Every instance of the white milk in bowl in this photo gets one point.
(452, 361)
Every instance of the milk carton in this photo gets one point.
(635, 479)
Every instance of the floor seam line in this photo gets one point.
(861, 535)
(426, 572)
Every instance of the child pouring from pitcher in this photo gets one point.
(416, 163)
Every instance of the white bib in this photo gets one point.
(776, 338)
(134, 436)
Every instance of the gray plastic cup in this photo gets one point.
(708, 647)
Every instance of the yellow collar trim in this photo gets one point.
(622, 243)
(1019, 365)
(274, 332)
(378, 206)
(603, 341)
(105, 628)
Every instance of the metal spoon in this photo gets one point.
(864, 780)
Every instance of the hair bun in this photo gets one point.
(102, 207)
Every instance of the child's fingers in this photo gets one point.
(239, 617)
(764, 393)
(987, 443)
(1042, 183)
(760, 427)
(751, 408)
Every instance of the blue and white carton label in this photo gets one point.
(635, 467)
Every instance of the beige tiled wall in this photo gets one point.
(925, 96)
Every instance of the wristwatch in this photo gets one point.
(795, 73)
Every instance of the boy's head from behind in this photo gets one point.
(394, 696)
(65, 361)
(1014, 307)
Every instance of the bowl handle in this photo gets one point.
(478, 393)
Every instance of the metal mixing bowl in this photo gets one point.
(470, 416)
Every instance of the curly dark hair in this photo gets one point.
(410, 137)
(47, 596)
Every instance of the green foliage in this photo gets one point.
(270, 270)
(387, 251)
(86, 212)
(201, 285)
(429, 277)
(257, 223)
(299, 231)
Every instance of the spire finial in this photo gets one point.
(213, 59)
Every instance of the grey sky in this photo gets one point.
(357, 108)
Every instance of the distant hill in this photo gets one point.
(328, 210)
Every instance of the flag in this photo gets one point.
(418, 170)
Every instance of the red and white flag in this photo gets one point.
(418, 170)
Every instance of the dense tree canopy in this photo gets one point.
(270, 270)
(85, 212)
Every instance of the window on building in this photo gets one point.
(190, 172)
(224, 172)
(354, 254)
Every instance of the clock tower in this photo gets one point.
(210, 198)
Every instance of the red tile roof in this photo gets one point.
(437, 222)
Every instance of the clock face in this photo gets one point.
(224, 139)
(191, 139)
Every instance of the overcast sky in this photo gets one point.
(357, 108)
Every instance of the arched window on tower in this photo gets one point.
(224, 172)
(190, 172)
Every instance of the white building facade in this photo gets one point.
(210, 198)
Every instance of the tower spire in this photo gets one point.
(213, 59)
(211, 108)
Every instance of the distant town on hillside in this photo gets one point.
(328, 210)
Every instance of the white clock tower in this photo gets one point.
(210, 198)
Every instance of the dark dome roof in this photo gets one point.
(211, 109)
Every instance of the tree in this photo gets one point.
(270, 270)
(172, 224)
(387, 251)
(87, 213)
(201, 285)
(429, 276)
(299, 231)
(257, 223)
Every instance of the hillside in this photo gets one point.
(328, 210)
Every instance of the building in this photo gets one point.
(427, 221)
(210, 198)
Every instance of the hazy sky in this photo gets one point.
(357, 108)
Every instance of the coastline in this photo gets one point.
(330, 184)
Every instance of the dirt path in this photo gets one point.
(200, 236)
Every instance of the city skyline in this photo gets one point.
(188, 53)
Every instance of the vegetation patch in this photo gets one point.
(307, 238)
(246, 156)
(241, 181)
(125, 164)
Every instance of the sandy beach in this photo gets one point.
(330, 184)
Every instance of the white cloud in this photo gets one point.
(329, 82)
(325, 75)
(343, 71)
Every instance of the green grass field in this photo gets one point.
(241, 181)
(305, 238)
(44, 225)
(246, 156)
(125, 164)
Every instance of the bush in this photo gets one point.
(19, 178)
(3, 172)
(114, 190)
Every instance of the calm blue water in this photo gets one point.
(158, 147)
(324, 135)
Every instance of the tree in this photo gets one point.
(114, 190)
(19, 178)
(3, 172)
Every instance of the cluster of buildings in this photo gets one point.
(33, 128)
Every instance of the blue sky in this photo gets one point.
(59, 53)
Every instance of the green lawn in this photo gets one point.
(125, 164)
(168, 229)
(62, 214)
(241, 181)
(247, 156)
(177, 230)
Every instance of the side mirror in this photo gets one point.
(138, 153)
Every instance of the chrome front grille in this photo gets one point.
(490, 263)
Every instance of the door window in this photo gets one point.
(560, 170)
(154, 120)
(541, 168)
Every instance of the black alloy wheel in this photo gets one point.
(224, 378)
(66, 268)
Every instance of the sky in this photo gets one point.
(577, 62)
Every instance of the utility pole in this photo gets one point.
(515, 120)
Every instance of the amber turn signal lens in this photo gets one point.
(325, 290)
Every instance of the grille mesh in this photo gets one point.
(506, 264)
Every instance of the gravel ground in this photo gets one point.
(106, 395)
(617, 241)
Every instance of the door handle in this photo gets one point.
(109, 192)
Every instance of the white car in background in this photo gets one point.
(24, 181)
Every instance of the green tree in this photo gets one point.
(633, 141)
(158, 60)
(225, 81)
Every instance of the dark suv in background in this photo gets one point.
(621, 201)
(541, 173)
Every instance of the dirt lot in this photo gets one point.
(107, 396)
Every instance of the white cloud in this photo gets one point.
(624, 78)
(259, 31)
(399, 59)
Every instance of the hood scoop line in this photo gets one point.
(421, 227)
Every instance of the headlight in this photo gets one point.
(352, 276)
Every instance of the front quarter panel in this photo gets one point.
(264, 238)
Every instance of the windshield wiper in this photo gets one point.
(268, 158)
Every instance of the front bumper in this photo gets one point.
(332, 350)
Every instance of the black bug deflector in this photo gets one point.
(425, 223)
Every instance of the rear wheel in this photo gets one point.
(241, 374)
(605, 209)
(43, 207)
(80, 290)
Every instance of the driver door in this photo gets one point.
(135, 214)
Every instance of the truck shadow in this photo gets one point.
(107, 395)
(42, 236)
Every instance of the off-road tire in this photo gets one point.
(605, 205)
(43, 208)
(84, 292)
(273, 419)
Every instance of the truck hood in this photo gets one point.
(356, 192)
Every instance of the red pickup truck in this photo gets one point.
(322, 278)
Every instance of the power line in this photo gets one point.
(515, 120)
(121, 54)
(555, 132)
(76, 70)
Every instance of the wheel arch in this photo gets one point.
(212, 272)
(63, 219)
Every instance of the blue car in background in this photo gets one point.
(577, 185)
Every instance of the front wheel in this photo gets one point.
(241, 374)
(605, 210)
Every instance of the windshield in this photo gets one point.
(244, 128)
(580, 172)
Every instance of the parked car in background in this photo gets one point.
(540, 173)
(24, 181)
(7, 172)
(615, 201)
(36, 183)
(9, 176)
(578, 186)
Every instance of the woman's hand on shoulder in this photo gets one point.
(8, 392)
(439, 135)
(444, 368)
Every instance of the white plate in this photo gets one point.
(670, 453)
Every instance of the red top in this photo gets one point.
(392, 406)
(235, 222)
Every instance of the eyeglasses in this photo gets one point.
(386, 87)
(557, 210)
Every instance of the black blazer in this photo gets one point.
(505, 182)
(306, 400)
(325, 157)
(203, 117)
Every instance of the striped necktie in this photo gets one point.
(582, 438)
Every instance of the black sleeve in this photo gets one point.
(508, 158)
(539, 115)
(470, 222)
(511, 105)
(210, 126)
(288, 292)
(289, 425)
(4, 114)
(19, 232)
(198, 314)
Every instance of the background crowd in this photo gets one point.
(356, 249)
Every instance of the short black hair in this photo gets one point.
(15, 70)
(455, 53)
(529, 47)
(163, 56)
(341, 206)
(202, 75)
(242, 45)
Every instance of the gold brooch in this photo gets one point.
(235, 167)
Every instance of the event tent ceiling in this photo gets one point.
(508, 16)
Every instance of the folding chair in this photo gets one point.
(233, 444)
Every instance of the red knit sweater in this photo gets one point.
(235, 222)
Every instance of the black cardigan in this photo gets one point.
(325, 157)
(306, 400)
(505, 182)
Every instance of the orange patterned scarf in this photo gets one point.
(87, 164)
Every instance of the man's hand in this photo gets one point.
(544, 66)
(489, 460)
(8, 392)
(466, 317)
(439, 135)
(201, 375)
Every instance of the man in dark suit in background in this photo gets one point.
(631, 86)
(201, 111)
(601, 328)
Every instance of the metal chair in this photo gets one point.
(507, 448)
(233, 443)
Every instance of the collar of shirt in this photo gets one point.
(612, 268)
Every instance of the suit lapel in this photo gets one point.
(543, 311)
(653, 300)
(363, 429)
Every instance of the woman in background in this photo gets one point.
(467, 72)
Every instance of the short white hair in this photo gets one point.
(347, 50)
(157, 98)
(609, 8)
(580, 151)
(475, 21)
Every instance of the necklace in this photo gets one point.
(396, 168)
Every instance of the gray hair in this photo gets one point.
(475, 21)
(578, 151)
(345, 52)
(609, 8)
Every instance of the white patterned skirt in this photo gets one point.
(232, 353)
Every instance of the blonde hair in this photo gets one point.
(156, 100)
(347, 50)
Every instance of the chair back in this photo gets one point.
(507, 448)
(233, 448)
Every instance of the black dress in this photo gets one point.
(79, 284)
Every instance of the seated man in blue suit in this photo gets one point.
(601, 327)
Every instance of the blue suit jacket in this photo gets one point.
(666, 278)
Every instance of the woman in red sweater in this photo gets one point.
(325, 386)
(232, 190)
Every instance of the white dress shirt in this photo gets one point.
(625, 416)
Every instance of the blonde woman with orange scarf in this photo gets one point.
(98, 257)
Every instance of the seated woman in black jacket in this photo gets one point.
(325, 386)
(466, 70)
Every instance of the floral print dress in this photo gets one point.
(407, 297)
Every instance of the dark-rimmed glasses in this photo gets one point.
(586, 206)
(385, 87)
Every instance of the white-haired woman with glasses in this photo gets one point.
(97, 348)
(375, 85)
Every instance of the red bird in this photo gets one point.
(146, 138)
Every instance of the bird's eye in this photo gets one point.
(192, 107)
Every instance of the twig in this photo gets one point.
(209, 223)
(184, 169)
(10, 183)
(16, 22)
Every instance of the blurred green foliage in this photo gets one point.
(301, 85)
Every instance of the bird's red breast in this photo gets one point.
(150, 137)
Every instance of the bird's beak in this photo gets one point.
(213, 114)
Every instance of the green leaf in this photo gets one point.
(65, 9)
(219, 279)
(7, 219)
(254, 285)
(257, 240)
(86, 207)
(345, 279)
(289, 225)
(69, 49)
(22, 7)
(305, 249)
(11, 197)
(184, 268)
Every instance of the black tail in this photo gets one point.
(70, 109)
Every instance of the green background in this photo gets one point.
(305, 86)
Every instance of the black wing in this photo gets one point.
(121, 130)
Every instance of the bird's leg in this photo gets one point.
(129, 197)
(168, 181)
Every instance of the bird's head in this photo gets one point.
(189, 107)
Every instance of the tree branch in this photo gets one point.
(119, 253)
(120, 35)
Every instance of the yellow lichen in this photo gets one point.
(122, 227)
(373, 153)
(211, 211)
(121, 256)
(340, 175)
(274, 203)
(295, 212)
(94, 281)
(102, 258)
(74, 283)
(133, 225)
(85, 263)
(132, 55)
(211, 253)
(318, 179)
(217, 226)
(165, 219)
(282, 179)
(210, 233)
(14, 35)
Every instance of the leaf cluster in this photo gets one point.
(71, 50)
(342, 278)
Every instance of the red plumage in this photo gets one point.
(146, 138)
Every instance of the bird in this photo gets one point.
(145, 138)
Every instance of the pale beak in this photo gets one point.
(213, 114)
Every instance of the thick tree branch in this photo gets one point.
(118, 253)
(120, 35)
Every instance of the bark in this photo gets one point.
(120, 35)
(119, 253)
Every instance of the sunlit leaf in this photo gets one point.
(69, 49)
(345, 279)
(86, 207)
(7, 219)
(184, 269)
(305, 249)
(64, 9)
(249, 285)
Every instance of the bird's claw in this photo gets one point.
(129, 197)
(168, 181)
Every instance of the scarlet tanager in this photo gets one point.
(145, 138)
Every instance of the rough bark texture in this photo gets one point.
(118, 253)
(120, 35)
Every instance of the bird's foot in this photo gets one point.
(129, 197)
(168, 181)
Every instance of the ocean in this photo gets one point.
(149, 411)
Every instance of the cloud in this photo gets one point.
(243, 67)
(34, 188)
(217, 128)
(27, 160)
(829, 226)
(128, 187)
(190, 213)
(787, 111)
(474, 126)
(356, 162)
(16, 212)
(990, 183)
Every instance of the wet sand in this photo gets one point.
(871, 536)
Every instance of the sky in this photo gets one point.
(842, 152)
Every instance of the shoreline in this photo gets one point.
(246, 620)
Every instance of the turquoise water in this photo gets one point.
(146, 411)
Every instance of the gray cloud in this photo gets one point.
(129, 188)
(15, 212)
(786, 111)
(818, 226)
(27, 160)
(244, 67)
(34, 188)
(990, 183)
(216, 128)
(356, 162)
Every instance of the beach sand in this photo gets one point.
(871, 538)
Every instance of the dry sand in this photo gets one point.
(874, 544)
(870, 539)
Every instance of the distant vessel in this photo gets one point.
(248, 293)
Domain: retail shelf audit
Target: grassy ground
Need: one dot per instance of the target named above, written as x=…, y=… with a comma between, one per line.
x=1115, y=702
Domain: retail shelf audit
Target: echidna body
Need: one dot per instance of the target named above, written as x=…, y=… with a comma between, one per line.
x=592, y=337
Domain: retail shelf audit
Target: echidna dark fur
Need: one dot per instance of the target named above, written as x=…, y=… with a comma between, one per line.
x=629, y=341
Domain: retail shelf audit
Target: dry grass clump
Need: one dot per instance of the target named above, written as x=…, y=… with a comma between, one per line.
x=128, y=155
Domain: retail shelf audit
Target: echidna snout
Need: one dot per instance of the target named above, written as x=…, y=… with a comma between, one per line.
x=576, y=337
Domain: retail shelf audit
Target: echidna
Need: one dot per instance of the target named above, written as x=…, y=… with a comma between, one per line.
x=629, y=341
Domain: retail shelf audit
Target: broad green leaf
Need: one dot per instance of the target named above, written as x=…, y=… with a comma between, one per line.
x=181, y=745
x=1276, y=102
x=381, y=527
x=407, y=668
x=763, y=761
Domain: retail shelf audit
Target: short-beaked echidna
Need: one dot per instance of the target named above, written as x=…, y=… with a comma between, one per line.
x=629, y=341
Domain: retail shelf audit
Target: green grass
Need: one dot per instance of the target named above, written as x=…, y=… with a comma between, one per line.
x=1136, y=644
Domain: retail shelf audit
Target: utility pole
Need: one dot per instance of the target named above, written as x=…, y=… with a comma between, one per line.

═══

Return every line of the data above that contains the word "cloud".

** Solution to this exercise **
Every instance of the white cloud in this photo gets one point.
Every instance of the white cloud in this photo gets one point.
Every instance of the cloud in this photo gets one point.
Every instance of the gray cloud in this photo gets one point.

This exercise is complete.